● **What you have to do**
Transcribe exactly the line that contains "Expected: a single pin indicated on each instance of the gray" and every line after it to the end of the entries, and nothing more.

● **Material supplied**
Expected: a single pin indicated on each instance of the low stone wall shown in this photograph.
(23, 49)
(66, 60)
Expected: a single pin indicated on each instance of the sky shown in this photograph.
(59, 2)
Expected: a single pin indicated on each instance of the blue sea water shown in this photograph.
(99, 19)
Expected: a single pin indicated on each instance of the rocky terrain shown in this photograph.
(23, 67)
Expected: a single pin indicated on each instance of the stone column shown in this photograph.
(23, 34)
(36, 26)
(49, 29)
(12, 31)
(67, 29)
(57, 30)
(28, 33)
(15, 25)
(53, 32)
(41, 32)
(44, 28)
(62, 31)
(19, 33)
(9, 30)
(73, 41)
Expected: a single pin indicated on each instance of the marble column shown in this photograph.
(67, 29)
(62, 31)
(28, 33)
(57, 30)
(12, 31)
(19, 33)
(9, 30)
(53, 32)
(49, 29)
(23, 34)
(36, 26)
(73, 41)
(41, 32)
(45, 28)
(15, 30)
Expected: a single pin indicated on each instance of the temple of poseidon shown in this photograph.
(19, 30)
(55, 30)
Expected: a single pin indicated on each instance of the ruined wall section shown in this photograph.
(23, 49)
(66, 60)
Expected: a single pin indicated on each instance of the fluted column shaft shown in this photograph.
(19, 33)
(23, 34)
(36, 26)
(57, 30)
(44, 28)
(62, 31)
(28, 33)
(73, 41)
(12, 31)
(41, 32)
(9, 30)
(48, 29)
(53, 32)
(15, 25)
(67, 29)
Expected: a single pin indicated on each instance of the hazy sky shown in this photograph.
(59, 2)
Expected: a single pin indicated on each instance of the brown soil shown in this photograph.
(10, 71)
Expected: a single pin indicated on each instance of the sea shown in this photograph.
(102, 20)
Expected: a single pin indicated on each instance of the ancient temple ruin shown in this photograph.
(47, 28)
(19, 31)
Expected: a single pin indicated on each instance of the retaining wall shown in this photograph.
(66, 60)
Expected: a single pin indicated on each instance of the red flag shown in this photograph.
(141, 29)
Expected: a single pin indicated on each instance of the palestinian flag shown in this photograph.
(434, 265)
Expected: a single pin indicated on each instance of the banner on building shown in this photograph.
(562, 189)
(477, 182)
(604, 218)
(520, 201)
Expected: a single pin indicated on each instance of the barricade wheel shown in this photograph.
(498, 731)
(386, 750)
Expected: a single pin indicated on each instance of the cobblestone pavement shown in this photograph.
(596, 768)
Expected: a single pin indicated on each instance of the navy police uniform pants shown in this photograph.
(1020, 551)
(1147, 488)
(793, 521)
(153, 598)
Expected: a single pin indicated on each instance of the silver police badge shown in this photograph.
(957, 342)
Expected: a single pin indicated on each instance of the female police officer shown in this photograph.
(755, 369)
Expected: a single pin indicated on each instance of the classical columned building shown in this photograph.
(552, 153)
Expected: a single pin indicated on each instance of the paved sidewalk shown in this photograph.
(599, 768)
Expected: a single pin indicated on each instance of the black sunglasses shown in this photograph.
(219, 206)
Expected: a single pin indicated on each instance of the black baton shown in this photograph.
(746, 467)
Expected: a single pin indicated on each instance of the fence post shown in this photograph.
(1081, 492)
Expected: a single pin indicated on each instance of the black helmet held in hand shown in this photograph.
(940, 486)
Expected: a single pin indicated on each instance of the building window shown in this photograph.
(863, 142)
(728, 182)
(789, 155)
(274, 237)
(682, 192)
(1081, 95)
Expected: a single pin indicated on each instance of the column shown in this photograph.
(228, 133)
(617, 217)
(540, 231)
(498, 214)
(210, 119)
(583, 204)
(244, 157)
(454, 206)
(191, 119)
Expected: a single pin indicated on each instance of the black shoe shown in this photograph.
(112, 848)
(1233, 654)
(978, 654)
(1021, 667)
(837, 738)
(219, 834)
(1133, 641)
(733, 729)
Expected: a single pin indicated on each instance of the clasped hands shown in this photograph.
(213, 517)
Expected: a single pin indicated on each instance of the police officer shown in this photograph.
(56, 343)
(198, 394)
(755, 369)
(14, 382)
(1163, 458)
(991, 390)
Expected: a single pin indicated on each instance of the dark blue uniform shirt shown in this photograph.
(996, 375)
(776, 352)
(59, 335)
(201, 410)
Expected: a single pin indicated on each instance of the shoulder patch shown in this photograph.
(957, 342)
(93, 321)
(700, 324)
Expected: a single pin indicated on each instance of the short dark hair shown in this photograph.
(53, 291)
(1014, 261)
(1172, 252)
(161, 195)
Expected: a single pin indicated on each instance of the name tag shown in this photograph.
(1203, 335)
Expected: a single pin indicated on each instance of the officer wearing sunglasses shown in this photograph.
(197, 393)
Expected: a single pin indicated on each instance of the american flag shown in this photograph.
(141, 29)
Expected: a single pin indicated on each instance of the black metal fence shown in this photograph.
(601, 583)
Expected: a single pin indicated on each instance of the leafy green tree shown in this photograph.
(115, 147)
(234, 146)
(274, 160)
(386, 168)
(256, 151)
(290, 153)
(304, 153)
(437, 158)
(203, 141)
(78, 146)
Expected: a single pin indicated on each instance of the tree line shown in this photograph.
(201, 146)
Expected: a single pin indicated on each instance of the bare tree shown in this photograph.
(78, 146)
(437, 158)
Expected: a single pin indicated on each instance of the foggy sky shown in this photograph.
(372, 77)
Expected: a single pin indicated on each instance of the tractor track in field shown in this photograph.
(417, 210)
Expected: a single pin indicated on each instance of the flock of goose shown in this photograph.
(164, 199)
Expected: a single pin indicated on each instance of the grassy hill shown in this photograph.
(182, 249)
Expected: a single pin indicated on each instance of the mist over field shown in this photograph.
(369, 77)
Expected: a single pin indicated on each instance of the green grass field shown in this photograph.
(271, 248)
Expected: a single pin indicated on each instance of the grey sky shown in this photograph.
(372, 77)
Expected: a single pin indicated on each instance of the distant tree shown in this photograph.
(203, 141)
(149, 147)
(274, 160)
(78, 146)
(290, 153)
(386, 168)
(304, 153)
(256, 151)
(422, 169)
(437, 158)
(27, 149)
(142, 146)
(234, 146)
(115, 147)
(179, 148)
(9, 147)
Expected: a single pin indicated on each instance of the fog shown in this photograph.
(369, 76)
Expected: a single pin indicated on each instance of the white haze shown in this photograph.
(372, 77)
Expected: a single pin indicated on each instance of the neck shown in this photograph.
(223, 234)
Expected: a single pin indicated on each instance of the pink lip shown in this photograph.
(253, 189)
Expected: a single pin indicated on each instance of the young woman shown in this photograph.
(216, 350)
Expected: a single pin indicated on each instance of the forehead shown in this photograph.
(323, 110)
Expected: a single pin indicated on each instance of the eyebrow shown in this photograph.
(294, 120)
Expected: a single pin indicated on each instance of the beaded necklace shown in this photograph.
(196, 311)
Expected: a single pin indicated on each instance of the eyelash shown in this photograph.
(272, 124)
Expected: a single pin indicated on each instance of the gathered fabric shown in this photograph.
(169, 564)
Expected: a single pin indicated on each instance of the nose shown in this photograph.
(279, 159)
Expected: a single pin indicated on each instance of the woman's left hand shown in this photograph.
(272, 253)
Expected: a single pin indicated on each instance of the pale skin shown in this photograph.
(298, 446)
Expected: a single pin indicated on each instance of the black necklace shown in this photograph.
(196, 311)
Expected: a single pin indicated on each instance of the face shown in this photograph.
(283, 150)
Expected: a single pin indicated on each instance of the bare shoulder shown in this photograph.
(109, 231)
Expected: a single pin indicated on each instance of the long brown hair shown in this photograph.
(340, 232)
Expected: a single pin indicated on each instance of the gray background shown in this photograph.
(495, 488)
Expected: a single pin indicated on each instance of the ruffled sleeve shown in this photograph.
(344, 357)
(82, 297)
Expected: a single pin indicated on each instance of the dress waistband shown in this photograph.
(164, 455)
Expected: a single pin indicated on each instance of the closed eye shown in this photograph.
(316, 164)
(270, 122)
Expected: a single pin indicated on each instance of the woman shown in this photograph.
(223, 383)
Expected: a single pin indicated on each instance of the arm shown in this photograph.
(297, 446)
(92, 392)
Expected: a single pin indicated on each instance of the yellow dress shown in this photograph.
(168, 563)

● **Solution for this problem**
Expected: a single pin indicated on each instance of the gray background shown in this photograph.
(495, 488)
Expected: a single pin indicated on each instance of the ruffled sleeve shown in this photograph.
(344, 357)
(82, 297)
Expected: a single pin indicated on each instance of the dress waistband shown in this photograph.
(164, 455)
Expected: a single pin indicated on each instance of the closed eye shown in this photograph.
(316, 164)
(270, 122)
Expected: a single pin indicated on each instance of the woman shown in this photograph.
(223, 383)
Expected: a single pin indicated on each instance of the arm shown in this photograph.
(297, 446)
(92, 392)
Expected: a single pin indicated on each instance of the yellow dress shown in this photograph.
(168, 563)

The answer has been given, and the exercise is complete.